▶ [Stated goal]
Copy the rows below verbatim, beginning with the line that contains "armrest. For each one, return the bounding box." and ending with the line that contains "[30,96,58,112]", with both of those lines included.

Collected data entries

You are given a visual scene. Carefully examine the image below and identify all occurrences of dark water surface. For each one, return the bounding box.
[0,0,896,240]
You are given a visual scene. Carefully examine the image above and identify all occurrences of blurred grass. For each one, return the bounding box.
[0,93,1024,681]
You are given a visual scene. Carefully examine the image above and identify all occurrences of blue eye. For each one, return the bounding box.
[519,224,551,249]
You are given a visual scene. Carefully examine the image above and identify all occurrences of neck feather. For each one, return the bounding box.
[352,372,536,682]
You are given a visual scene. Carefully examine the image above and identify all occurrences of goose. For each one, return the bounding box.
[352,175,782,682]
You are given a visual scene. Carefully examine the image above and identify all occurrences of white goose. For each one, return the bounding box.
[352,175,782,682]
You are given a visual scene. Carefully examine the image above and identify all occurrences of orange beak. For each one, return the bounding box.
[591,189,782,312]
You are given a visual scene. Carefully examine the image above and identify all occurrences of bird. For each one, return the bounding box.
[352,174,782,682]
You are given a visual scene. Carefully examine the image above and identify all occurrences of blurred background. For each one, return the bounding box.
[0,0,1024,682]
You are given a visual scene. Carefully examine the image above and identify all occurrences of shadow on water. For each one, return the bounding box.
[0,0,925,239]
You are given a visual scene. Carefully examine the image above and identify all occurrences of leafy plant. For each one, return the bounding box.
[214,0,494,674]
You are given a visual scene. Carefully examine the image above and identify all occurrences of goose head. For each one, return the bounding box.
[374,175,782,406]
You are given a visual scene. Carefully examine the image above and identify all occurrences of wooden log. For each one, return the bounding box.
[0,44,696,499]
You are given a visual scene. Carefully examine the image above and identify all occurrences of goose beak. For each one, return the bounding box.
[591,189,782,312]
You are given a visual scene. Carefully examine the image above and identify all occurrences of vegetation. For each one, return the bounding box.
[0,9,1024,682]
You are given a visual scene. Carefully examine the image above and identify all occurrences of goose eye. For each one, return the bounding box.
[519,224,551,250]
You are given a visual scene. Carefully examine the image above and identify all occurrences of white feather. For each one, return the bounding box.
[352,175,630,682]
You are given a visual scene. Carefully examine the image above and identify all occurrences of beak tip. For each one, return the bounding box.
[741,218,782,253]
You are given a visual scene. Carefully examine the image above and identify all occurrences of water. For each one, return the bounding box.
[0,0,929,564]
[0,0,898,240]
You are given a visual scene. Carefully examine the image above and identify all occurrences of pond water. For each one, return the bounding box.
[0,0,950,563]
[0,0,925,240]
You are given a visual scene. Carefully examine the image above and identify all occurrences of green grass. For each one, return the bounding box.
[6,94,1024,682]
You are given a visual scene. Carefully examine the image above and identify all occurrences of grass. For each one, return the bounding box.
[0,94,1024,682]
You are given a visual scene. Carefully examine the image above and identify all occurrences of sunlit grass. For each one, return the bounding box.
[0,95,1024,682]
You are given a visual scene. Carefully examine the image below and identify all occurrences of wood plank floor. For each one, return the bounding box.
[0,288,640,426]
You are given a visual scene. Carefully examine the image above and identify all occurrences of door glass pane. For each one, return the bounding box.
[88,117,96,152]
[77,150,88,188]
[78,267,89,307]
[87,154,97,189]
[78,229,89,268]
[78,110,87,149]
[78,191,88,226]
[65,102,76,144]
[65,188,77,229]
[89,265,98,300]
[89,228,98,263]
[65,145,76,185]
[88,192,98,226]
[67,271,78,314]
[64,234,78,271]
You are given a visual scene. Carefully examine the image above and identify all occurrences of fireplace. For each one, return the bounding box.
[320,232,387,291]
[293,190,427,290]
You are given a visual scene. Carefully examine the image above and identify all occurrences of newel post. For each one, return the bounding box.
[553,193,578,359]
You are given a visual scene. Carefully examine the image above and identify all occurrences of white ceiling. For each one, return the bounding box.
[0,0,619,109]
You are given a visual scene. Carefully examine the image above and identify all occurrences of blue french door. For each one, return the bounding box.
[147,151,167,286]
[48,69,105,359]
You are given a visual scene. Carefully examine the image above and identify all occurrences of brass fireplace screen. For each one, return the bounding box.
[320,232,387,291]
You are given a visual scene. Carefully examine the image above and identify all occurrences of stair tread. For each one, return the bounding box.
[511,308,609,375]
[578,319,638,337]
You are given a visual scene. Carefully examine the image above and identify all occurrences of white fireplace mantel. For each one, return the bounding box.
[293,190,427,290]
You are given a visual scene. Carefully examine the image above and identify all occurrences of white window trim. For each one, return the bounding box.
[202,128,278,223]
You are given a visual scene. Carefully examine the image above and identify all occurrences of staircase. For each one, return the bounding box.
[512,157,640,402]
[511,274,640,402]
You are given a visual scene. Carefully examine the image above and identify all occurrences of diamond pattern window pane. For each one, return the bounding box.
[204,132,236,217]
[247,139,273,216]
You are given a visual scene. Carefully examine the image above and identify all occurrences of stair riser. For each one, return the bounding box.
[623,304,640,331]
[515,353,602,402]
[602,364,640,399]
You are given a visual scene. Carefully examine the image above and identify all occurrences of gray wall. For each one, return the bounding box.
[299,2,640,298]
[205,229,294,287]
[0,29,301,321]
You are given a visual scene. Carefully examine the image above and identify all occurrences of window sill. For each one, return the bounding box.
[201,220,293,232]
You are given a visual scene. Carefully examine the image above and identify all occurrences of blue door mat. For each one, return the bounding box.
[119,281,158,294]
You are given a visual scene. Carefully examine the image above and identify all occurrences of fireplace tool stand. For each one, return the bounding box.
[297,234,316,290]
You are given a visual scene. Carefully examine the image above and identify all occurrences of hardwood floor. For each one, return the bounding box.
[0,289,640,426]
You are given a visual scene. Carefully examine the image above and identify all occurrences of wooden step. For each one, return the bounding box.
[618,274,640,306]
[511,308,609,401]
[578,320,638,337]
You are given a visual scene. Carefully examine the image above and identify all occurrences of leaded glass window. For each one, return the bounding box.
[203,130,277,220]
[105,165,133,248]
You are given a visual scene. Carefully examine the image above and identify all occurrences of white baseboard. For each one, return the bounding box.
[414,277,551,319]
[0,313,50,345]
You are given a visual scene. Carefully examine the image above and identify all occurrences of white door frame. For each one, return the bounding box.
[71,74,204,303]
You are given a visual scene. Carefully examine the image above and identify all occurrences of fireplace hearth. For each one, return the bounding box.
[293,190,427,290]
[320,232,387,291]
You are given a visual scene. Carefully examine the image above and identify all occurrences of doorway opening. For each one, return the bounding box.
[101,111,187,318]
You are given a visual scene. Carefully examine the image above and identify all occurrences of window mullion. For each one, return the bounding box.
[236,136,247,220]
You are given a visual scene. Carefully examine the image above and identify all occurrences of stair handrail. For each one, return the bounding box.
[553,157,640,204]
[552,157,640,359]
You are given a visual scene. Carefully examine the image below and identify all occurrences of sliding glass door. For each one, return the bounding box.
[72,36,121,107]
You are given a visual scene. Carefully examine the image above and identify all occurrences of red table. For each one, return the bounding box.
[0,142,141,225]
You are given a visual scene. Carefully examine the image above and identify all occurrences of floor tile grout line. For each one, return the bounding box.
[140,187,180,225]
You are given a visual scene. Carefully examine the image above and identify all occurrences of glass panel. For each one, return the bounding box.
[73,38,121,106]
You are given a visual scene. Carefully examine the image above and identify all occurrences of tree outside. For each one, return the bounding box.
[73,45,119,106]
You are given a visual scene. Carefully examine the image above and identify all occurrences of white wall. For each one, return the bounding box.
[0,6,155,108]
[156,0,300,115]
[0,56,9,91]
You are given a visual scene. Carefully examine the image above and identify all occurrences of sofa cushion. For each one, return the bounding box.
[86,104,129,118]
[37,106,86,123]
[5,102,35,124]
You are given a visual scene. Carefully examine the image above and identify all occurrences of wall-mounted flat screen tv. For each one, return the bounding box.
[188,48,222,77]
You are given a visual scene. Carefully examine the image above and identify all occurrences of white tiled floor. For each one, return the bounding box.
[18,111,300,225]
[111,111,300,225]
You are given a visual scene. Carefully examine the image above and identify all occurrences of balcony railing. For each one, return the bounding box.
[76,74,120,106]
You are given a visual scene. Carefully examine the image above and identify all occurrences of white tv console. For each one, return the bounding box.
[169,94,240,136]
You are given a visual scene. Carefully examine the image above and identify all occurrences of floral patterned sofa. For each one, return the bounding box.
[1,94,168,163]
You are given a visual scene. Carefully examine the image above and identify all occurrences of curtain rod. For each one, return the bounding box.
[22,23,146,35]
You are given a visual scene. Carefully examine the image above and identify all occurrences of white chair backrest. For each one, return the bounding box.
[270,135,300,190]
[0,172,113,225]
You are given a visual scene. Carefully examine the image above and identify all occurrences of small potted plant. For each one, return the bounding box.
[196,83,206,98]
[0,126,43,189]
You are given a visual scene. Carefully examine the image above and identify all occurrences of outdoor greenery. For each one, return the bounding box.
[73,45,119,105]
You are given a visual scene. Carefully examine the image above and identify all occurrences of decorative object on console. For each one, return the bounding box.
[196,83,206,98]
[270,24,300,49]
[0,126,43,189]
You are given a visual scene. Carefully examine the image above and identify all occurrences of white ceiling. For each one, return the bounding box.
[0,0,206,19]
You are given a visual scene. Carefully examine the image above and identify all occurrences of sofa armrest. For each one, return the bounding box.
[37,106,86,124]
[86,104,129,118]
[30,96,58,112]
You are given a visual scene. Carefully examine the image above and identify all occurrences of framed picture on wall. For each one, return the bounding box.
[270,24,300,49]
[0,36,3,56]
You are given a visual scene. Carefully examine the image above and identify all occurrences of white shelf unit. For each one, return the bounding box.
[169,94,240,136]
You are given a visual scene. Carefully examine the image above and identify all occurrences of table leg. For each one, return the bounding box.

▶ [Complete response]
You are given a visual scene. Carefully examine the image above and identify all occurrences of sofa armrest. For each one, return the bounding box.
[37,106,86,124]
[86,104,129,118]
[30,96,58,112]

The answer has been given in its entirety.